§ **Your objective**:
Please set down, word for word, each line from the one containing "Give the mask of every instance of the minivan" through the final line of the records below, both included, and nothing else.

━━━ Available records

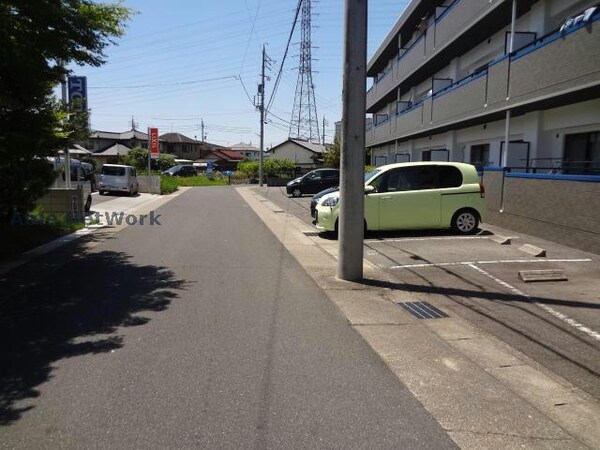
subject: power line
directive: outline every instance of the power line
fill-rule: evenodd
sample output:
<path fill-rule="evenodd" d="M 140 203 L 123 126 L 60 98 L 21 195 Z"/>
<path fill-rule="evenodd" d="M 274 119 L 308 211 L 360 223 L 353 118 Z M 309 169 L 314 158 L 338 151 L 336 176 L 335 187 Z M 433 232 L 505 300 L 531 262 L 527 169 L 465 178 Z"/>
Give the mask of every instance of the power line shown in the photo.
<path fill-rule="evenodd" d="M 281 59 L 281 64 L 279 66 L 279 72 L 277 73 L 277 78 L 275 79 L 275 83 L 273 84 L 273 91 L 271 92 L 271 97 L 267 102 L 266 110 L 268 111 L 275 99 L 275 95 L 277 94 L 277 89 L 279 88 L 279 81 L 281 80 L 281 72 L 283 71 L 283 65 L 285 63 L 285 58 L 287 57 L 288 51 L 290 49 L 290 43 L 292 42 L 292 36 L 294 35 L 294 30 L 296 29 L 296 23 L 298 22 L 298 15 L 300 14 L 300 9 L 302 7 L 302 1 L 298 0 L 298 6 L 296 7 L 296 14 L 294 14 L 294 20 L 292 21 L 292 29 L 290 30 L 290 35 L 288 37 L 287 44 L 285 46 L 285 52 L 283 53 L 283 58 Z"/>
<path fill-rule="evenodd" d="M 156 84 L 138 84 L 131 86 L 89 86 L 88 89 L 140 89 L 149 87 L 165 87 L 165 86 L 183 86 L 188 84 L 205 83 L 208 81 L 220 81 L 227 79 L 237 79 L 236 75 L 228 75 L 225 77 L 216 78 L 204 78 L 202 80 L 191 80 L 191 81 L 174 81 L 173 83 L 156 83 Z"/>
<path fill-rule="evenodd" d="M 252 103 L 252 106 L 254 106 L 254 100 L 252 100 L 252 98 L 250 97 L 250 94 L 248 94 L 248 89 L 246 89 L 244 80 L 242 80 L 242 75 L 239 75 L 238 78 L 240 80 L 240 83 L 242 84 L 242 88 L 244 89 L 244 93 L 246 94 L 246 97 L 248 97 L 248 100 L 250 101 L 250 103 Z"/>
<path fill-rule="evenodd" d="M 248 4 L 246 0 L 244 0 L 246 4 L 246 9 L 248 8 Z M 256 14 L 254 14 L 254 20 L 252 21 L 252 28 L 250 28 L 250 35 L 248 36 L 248 42 L 246 42 L 246 50 L 244 51 L 244 56 L 242 57 L 242 65 L 240 66 L 240 76 L 242 74 L 242 70 L 244 70 L 244 64 L 246 64 L 246 56 L 248 55 L 248 48 L 250 47 L 250 41 L 252 40 L 252 35 L 254 34 L 254 26 L 256 25 L 256 18 L 258 17 L 258 12 L 260 11 L 260 5 L 262 0 L 258 0 L 258 6 L 256 7 Z"/>

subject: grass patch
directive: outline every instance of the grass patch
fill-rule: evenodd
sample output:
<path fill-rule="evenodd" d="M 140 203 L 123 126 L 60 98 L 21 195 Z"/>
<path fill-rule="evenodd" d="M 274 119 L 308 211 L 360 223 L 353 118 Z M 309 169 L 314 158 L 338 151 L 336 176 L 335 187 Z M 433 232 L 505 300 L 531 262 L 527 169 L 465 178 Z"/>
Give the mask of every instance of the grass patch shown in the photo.
<path fill-rule="evenodd" d="M 162 194 L 170 194 L 175 192 L 179 186 L 226 186 L 228 184 L 227 177 L 208 178 L 205 175 L 195 177 L 160 177 L 160 192 Z"/>
<path fill-rule="evenodd" d="M 0 224 L 0 234 L 4 241 L 0 246 L 0 261 L 14 259 L 27 250 L 83 227 L 83 222 L 66 220 L 65 215 L 44 215 L 40 208 L 26 217 L 14 216 L 11 223 Z"/>
<path fill-rule="evenodd" d="M 175 177 L 160 177 L 160 193 L 170 194 L 175 192 L 178 187 L 177 179 Z"/>

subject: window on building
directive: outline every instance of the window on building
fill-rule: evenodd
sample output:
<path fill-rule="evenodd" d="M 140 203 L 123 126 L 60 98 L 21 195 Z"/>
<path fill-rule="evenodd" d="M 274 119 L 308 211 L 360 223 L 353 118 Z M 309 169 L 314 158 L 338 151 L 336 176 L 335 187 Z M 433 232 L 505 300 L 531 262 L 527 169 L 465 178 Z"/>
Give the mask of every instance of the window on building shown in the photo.
<path fill-rule="evenodd" d="M 410 162 L 410 153 L 396 153 L 394 162 L 403 163 Z"/>
<path fill-rule="evenodd" d="M 375 165 L 377 167 L 384 166 L 387 164 L 387 156 L 376 156 L 375 157 Z"/>
<path fill-rule="evenodd" d="M 564 173 L 600 174 L 600 131 L 567 134 L 562 167 Z"/>
<path fill-rule="evenodd" d="M 445 148 L 423 150 L 421 161 L 450 161 L 450 151 Z"/>
<path fill-rule="evenodd" d="M 490 162 L 490 144 L 471 145 L 471 164 L 478 169 Z"/>

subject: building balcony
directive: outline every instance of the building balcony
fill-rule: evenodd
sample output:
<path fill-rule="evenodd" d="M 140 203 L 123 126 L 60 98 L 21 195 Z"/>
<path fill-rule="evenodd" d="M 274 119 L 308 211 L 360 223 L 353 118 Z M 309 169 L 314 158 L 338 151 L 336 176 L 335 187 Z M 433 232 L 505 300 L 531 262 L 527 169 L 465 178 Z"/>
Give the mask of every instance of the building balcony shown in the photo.
<path fill-rule="evenodd" d="M 600 13 L 491 61 L 400 111 L 392 117 L 394 127 L 381 128 L 371 145 L 485 123 L 507 109 L 525 113 L 572 103 L 600 87 L 598 48 Z"/>
<path fill-rule="evenodd" d="M 481 111 L 486 103 L 487 70 L 473 74 L 433 95 L 430 124 L 440 124 Z"/>
<path fill-rule="evenodd" d="M 392 64 L 385 72 L 381 73 L 371 89 L 367 91 L 367 105 L 379 102 L 394 89 L 394 72 L 396 64 Z"/>
<path fill-rule="evenodd" d="M 502 3 L 502 0 L 455 0 L 445 9 L 438 8 L 437 17 L 425 32 L 407 48 L 400 49 L 394 61 L 392 79 L 377 86 L 376 91 L 369 91 L 367 111 L 375 112 L 382 103 L 395 97 L 395 90 L 402 83 L 410 85 L 423 81 L 427 74 L 431 76 L 445 66 L 457 52 L 464 51 L 474 41 L 489 34 L 493 30 L 488 22 L 494 23 L 496 28 L 501 27 L 506 19 L 506 8 L 497 7 Z M 467 33 L 468 30 L 476 31 Z"/>
<path fill-rule="evenodd" d="M 404 80 L 416 67 L 423 63 L 427 56 L 425 53 L 425 41 L 427 34 L 423 33 L 410 47 L 400 50 L 396 65 L 396 74 L 394 84 L 398 85 Z"/>
<path fill-rule="evenodd" d="M 452 42 L 498 3 L 498 0 L 456 0 L 448 8 L 441 10 L 433 22 L 433 27 L 427 30 L 433 44 L 432 51 L 427 56 Z"/>
<path fill-rule="evenodd" d="M 600 12 L 538 39 L 510 57 L 510 103 L 600 83 Z"/>
<path fill-rule="evenodd" d="M 417 103 L 396 115 L 394 133 L 396 136 L 402 136 L 423 127 L 423 103 Z"/>

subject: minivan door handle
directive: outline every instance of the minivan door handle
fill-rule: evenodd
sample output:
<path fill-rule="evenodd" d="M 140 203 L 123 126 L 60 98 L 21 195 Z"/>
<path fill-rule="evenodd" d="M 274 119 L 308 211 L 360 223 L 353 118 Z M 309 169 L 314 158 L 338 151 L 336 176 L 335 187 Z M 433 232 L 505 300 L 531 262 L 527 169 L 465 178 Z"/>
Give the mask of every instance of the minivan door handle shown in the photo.
<path fill-rule="evenodd" d="M 386 195 L 385 197 L 381 197 L 381 200 L 390 200 L 391 198 L 391 195 Z"/>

━━━━━━

§ **Your solution**:
Give the mask of every instance of the minivan door handle shown in the photo.
<path fill-rule="evenodd" d="M 386 195 L 385 197 L 381 197 L 381 200 L 390 200 L 391 198 L 391 195 Z"/>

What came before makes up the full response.